* _TO DO_: From the entries, copy each line that includes "hair".

—————

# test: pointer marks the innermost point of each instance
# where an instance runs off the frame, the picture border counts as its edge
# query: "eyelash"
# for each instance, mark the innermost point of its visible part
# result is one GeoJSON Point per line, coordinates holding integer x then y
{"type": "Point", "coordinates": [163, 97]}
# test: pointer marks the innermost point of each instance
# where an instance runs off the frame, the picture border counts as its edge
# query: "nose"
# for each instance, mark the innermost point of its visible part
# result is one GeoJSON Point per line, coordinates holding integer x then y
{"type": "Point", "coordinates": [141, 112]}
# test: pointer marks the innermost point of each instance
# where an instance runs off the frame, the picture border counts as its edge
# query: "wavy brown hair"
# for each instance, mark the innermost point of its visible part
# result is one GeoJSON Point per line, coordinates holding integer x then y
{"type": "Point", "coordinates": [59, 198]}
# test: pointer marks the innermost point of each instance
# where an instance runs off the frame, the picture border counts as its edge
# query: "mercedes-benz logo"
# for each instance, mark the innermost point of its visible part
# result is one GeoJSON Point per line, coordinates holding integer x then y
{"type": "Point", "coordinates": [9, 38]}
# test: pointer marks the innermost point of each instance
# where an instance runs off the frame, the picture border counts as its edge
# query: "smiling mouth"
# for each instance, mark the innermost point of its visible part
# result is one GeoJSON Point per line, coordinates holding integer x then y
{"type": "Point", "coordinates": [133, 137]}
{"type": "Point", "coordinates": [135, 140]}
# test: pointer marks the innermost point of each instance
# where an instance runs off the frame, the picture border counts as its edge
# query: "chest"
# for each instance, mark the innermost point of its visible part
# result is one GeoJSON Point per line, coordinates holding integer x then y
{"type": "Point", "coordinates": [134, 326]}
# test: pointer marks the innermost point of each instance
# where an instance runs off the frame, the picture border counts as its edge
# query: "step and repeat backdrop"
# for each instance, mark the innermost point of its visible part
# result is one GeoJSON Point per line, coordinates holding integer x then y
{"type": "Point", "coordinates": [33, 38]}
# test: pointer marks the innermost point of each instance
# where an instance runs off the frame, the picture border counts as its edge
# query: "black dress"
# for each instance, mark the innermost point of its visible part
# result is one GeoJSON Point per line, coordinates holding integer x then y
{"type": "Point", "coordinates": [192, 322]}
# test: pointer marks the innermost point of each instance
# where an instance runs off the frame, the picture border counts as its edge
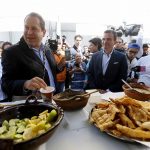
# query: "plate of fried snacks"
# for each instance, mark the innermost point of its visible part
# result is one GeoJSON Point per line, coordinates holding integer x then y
{"type": "Point", "coordinates": [124, 118]}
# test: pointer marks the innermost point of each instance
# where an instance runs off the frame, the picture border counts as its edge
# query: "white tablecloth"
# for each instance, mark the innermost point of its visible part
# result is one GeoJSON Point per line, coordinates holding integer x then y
{"type": "Point", "coordinates": [75, 132]}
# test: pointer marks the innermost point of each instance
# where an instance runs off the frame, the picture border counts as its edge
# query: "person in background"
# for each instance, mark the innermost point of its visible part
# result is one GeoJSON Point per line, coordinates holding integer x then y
{"type": "Point", "coordinates": [144, 70]}
{"type": "Point", "coordinates": [59, 56]}
{"type": "Point", "coordinates": [145, 50]}
{"type": "Point", "coordinates": [77, 46]}
{"type": "Point", "coordinates": [119, 46]}
{"type": "Point", "coordinates": [108, 66]}
{"type": "Point", "coordinates": [29, 65]}
{"type": "Point", "coordinates": [3, 96]}
{"type": "Point", "coordinates": [95, 44]}
{"type": "Point", "coordinates": [132, 51]}
{"type": "Point", "coordinates": [78, 73]}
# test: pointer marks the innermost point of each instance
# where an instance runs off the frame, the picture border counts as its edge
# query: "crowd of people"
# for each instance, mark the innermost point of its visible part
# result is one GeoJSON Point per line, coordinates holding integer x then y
{"type": "Point", "coordinates": [30, 64]}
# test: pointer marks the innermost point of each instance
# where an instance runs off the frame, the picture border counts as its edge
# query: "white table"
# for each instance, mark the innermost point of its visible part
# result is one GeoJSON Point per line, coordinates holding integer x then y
{"type": "Point", "coordinates": [75, 133]}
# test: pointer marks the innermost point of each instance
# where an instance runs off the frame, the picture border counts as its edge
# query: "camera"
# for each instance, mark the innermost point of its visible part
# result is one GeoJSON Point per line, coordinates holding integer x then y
{"type": "Point", "coordinates": [77, 65]}
{"type": "Point", "coordinates": [53, 44]}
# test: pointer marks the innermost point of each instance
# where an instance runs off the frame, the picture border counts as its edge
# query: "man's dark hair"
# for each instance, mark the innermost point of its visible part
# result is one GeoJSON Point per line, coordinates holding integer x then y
{"type": "Point", "coordinates": [145, 45]}
{"type": "Point", "coordinates": [112, 32]}
{"type": "Point", "coordinates": [34, 14]}
{"type": "Point", "coordinates": [96, 41]}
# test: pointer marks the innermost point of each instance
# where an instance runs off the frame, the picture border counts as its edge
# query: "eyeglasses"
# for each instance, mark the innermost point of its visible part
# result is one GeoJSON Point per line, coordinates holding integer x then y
{"type": "Point", "coordinates": [118, 42]}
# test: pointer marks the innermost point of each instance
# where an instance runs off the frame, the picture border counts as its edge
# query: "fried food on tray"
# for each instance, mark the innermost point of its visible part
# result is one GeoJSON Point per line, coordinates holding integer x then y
{"type": "Point", "coordinates": [123, 117]}
{"type": "Point", "coordinates": [133, 133]}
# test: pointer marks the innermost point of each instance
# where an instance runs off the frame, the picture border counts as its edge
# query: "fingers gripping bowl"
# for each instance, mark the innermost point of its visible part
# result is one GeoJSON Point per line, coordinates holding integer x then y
{"type": "Point", "coordinates": [139, 92]}
{"type": "Point", "coordinates": [71, 100]}
{"type": "Point", "coordinates": [28, 110]}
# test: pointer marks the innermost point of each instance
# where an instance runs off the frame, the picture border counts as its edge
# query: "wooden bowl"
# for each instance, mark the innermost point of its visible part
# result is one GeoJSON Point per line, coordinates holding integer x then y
{"type": "Point", "coordinates": [133, 93]}
{"type": "Point", "coordinates": [71, 100]}
{"type": "Point", "coordinates": [28, 110]}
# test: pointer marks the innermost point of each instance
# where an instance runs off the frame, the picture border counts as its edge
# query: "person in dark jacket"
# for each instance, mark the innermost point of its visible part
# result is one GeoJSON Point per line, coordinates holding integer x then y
{"type": "Point", "coordinates": [108, 66]}
{"type": "Point", "coordinates": [29, 64]}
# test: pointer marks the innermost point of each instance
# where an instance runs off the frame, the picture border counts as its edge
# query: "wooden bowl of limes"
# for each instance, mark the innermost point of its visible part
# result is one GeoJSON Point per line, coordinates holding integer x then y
{"type": "Point", "coordinates": [36, 116]}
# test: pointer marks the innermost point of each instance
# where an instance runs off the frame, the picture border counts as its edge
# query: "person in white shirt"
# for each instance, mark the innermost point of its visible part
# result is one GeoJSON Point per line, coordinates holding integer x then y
{"type": "Point", "coordinates": [144, 74]}
{"type": "Point", "coordinates": [77, 46]}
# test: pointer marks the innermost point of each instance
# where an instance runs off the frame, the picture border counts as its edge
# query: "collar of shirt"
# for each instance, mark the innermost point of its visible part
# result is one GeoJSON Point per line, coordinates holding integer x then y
{"type": "Point", "coordinates": [39, 52]}
{"type": "Point", "coordinates": [108, 55]}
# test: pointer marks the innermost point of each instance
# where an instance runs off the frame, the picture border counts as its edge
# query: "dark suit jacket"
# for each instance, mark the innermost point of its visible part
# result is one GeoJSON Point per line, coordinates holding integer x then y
{"type": "Point", "coordinates": [20, 63]}
{"type": "Point", "coordinates": [116, 70]}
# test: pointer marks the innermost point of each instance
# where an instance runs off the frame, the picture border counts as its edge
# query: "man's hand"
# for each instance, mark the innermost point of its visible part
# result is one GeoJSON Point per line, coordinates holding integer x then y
{"type": "Point", "coordinates": [34, 84]}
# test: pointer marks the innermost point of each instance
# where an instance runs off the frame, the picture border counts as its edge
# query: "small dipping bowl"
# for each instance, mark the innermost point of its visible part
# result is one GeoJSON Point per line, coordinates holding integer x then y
{"type": "Point", "coordinates": [47, 93]}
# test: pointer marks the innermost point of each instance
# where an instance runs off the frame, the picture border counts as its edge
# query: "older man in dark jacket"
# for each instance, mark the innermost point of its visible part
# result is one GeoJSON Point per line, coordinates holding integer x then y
{"type": "Point", "coordinates": [28, 65]}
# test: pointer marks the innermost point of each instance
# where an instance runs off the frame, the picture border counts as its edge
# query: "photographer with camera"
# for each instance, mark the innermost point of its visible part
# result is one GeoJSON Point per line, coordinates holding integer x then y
{"type": "Point", "coordinates": [78, 73]}
{"type": "Point", "coordinates": [59, 56]}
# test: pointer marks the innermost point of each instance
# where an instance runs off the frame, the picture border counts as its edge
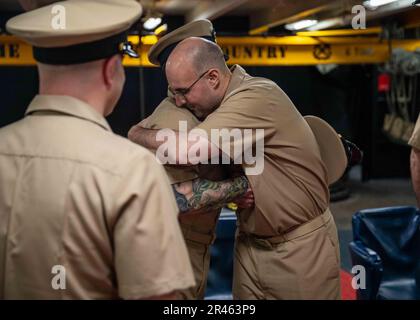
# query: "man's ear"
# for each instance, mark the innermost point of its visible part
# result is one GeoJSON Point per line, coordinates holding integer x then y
{"type": "Point", "coordinates": [214, 78]}
{"type": "Point", "coordinates": [110, 68]}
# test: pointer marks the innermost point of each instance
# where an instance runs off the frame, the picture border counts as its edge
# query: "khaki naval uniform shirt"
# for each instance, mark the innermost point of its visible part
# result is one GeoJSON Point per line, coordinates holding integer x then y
{"type": "Point", "coordinates": [198, 229]}
{"type": "Point", "coordinates": [292, 189]}
{"type": "Point", "coordinates": [415, 138]}
{"type": "Point", "coordinates": [168, 115]}
{"type": "Point", "coordinates": [73, 194]}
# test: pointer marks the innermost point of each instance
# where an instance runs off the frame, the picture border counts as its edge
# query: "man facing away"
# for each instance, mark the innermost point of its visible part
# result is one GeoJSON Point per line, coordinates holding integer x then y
{"type": "Point", "coordinates": [84, 214]}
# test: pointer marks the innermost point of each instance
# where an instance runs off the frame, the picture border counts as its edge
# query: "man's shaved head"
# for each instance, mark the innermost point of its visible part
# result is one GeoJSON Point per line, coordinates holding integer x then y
{"type": "Point", "coordinates": [199, 54]}
{"type": "Point", "coordinates": [197, 75]}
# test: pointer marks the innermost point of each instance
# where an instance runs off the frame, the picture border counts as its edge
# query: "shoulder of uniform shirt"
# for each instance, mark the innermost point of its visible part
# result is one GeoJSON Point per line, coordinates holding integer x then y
{"type": "Point", "coordinates": [108, 151]}
{"type": "Point", "coordinates": [255, 85]}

—————

* _THE COMPLETED TASK_:
# query: "wavy brown hair"
# query: "man's dark hair"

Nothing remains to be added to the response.